(Region labeling data)

****************************************

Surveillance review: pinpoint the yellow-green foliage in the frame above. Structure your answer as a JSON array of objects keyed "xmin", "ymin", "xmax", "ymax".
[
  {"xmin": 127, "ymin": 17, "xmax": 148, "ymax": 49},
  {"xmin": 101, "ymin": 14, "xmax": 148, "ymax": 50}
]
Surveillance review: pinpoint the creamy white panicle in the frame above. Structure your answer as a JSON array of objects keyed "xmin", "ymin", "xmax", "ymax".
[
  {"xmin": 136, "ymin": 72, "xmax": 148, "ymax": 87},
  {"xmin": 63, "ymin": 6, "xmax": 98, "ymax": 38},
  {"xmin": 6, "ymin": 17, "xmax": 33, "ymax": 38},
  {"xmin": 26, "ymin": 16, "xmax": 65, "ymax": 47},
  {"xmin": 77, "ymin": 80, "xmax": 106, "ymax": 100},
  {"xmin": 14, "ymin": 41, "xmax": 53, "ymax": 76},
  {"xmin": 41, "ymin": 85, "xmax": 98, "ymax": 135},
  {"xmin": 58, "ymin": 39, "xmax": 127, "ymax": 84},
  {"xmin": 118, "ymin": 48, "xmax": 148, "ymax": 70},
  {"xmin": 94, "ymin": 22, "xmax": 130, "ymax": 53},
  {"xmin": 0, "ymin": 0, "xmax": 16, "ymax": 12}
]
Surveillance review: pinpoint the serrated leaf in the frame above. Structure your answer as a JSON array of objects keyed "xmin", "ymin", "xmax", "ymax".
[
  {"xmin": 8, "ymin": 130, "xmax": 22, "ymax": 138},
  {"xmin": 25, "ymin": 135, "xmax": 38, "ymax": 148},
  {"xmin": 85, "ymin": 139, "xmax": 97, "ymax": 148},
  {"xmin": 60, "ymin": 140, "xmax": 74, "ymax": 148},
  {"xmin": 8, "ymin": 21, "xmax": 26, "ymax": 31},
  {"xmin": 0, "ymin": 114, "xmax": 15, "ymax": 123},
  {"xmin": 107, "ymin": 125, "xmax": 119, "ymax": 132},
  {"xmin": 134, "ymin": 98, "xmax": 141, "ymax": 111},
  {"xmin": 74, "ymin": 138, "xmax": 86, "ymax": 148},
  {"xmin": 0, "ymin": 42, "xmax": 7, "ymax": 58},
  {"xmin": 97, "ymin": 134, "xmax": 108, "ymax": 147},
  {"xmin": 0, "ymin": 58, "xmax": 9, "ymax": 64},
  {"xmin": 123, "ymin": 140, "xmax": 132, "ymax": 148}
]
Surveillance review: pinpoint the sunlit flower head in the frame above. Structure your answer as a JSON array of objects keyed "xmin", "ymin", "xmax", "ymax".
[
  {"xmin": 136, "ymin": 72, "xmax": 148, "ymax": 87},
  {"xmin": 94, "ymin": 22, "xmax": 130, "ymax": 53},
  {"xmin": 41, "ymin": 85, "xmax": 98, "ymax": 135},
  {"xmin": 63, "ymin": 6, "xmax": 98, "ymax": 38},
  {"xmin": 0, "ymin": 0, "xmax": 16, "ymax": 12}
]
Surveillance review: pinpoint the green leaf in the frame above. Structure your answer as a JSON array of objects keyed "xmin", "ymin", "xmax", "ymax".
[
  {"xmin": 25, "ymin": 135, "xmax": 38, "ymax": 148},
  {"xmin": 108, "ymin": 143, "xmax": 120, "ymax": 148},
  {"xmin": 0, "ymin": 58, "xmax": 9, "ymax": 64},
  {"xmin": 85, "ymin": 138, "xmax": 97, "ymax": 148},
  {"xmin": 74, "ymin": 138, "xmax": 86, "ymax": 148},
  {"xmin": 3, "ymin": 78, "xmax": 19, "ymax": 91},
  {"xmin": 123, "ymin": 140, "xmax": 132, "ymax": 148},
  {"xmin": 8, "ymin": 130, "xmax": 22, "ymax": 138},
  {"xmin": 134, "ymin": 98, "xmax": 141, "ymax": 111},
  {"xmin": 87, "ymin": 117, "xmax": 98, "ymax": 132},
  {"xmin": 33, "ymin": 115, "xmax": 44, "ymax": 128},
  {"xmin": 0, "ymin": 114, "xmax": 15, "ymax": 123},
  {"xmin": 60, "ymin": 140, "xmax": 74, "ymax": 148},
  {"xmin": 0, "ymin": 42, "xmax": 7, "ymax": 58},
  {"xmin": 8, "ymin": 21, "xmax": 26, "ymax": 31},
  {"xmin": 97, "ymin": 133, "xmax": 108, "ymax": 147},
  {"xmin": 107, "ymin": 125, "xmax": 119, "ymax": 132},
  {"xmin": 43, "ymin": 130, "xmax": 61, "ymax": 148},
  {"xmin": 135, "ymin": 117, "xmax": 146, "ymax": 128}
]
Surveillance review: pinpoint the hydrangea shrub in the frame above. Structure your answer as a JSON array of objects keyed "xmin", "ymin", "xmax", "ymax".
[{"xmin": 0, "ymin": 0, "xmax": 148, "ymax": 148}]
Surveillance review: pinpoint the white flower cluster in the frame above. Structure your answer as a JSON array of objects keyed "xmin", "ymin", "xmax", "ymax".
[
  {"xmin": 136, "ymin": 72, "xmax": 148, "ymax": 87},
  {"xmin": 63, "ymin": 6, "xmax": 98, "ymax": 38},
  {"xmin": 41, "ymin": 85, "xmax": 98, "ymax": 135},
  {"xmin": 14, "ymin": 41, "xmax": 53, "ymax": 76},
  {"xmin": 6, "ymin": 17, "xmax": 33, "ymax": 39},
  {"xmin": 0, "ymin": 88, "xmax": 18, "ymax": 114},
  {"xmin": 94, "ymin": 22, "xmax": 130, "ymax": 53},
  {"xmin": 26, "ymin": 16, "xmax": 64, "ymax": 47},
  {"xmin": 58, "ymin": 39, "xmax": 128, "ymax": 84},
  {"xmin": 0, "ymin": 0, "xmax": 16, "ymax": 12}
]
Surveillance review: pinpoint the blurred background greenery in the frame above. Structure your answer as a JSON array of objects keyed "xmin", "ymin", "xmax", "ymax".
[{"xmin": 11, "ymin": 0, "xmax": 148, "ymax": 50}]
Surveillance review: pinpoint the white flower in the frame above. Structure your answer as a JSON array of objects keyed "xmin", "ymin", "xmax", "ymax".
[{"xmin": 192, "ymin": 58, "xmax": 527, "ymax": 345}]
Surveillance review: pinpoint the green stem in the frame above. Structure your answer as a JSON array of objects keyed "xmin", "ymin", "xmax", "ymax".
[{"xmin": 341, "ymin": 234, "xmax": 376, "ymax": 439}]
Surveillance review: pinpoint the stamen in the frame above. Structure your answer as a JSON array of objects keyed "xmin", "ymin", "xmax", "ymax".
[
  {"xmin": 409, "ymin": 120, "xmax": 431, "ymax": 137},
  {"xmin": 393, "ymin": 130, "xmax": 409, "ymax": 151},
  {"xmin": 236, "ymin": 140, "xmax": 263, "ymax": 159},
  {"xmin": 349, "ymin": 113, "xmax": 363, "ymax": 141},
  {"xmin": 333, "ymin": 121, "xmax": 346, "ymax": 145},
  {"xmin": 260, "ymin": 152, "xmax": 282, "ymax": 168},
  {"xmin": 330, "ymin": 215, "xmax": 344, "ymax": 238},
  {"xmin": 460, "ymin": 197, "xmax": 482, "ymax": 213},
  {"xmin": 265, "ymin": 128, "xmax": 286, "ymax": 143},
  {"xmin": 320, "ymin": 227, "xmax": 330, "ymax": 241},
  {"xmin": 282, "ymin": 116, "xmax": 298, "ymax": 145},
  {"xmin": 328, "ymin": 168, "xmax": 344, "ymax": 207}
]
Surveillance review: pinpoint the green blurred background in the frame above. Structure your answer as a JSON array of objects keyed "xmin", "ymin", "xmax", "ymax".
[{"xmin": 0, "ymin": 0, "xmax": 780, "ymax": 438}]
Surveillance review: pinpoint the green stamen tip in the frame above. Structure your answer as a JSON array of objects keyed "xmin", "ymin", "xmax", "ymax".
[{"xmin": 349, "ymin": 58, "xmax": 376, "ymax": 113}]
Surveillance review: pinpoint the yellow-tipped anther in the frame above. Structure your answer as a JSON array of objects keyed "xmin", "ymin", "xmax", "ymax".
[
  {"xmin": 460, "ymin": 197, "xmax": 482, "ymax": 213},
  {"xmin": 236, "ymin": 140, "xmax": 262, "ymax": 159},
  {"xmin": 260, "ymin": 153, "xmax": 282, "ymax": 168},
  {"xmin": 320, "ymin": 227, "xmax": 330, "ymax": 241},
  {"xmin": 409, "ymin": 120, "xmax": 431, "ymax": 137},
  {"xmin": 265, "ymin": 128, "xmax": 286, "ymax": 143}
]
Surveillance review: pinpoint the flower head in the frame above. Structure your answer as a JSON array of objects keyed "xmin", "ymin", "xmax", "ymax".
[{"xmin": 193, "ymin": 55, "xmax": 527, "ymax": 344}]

****************************************

Direction:
Count the lines of the data above that contain the string "head". Reply with the number alone.

The answer:
2